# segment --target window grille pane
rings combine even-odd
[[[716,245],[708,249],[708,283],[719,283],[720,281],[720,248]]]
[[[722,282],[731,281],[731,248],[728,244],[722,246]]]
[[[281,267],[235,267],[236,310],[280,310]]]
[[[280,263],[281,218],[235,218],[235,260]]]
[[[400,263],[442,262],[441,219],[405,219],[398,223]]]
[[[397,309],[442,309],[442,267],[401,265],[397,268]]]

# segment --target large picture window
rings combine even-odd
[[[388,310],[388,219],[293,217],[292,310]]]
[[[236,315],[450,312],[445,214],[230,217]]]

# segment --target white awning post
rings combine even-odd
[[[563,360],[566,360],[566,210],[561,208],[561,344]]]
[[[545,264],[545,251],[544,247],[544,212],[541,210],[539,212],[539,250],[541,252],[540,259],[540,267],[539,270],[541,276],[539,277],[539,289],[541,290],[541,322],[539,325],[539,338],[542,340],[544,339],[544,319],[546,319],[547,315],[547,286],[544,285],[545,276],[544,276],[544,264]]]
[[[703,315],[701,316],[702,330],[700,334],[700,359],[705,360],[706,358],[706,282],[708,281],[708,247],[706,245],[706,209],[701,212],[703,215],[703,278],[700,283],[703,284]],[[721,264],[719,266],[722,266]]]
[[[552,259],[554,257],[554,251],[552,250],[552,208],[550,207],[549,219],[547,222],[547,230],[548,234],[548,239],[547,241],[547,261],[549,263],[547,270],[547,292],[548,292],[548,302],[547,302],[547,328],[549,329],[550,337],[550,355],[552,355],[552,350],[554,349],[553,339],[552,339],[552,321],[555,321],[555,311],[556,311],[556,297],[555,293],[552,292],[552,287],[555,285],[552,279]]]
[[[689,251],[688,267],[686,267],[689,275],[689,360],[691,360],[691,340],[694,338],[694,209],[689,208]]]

• [Do this]
Quote the lines from the line with "# segment --target large picture window" through the end of the records, both ends included.

• [Solution]
# segment --target large picture window
rings combine even-odd
[[[388,310],[388,219],[293,217],[292,310]]]
[[[236,315],[450,312],[445,214],[230,217]]]

# segment --target white awning post
rings combine even-odd
[[[563,360],[566,360],[566,210],[561,208],[561,344]]]
[[[545,264],[545,251],[544,247],[544,212],[541,210],[539,212],[539,250],[541,252],[540,259],[540,267],[539,270],[541,276],[539,277],[539,289],[541,290],[541,322],[539,325],[539,338],[542,340],[544,339],[544,319],[546,319],[547,315],[547,286],[544,285],[545,276],[544,276],[544,264]]]
[[[703,315],[701,316],[702,330],[700,334],[700,359],[705,360],[706,358],[706,282],[708,281],[708,247],[706,245],[706,209],[701,212],[703,215],[703,278],[700,283],[703,284]],[[721,264],[719,266],[722,266]]]
[[[552,259],[554,257],[554,251],[552,250],[552,208],[550,207],[549,219],[547,222],[547,230],[548,234],[548,239],[547,241],[547,261],[549,263],[547,270],[547,292],[548,292],[548,302],[547,302],[547,328],[549,329],[550,337],[550,355],[552,355],[552,350],[554,349],[553,339],[552,339],[552,321],[555,321],[555,311],[556,311],[556,297],[555,293],[552,292],[552,287],[555,285],[552,279]]]
[[[689,251],[688,267],[686,267],[689,275],[689,360],[691,360],[691,340],[694,338],[694,209],[689,208]]]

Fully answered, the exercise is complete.